__Job__
Continue the blog post on using Julia to query the Bluesky API, picking up right after its final sentence.

__Text excerpt__

--------------------

Frames White 2024-12-08 04:55:10

By: Frames White

Re-posted from: https://www.oxinabox.net/2024/12/08/2024-12-08-bsky_api.html

I have been on bluesky since it was invite only.
Recently a lot of the JuliaLang community showed up there.
Which is interesting times for me.
Since it results in me having a very split following in demographics.
I wanted to analyse that, and I thought I would take the opertunity to write a bit about how to access the bsky API using Julia.

This is going to be fairly familar to anyone used to dealing with REST APIs.
The atproto API used by bluesky is not immensely unusual.
It’s only surprising how much you can get without being authenticated – basically anything as long as it is public.
Which is all we are interested in today.
Other similar APIs don’t let you get anything without an API key, even if it is public information
This means I get to be spared dealing with OAuth.

Lets start by installing packages

For this kind of thing I turn to the very well establishedHTTP.jl.

--------------------

__Recorded data__
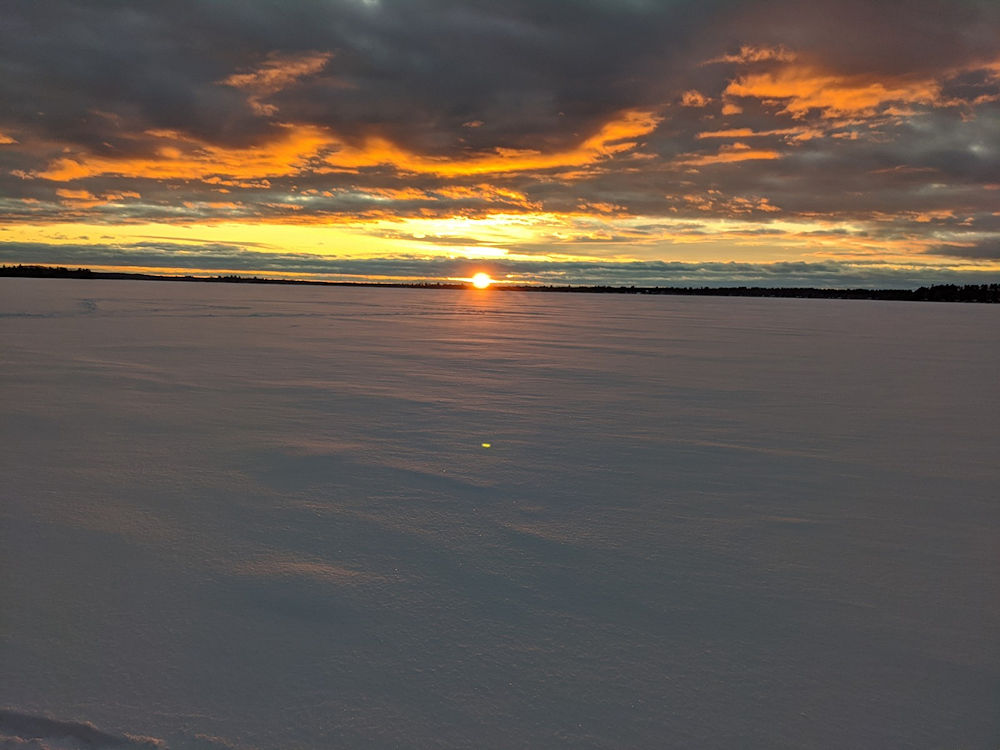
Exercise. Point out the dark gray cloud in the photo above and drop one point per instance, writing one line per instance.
(892, 130)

--------------------

__Result__
One can instead use the LibCURL based Downloads.jl standard library, but it is a bit more complex since it doesn’t take care of url encoding query parameters etc.

We also will need a JSON parser, so I am going with the well-trusted JSON3.jl

 pkg> add JSON3@1 HTTP@1

So we will load them up:

julia> using JSON3, HTTP

Let’s analyse my followers

Getting my profile

We will get the profile via the app.bsky.actor.getProfile end-point.

julia> uri = HTTP.URI(
           scheme="https", host="public.api.bsky.app", path="/xrpc/app.bsky.actor.getProfile", query=["actor"=>"oxinabox.net"]
       )
URI("https://public.api.bsky.app/xrpc/app.bsky.actor.getProfile?actor=oxinabox.net")

julia> resp = HTTP.get(uri)
HTTP.Messages.Response:
"""
HTTP/1.1 200 OK
Date: Sun, 08 Dec 2024 07:49:15 GMT
...
Content-Encoding: gzip

{"did":"did:plc:5iszgpfyko6qsk26ytkfawuh","handle":"oxinabox.net","displayName":"Frames","avatar":"https://cdn.bsky.app/img/avatar/plain/did:plc:5iszgpfyko6qsk26ytkfawuh/bafkreidb26akzyz2223ym6tgduutitekrggdhijjhhgthu3h55kc5u425q@jpeg",...,"pinnedPost":{"cid":"bafyreiahb2jus4k73fw5ylc7g4j326fbsllsvydwo6s5qgagcjjfunw

1085-byte body
"""

julia> JSON3.read(resp.body)
JSON3.Object{Vector{UInt8}, Vector{UInt64}} with 14 entries:
  :did            => "did:plc:5iszgpfyko6qsk26ytkfawuh"
  :handle         => "oxinabox.net"
  :displayName    => "Frames"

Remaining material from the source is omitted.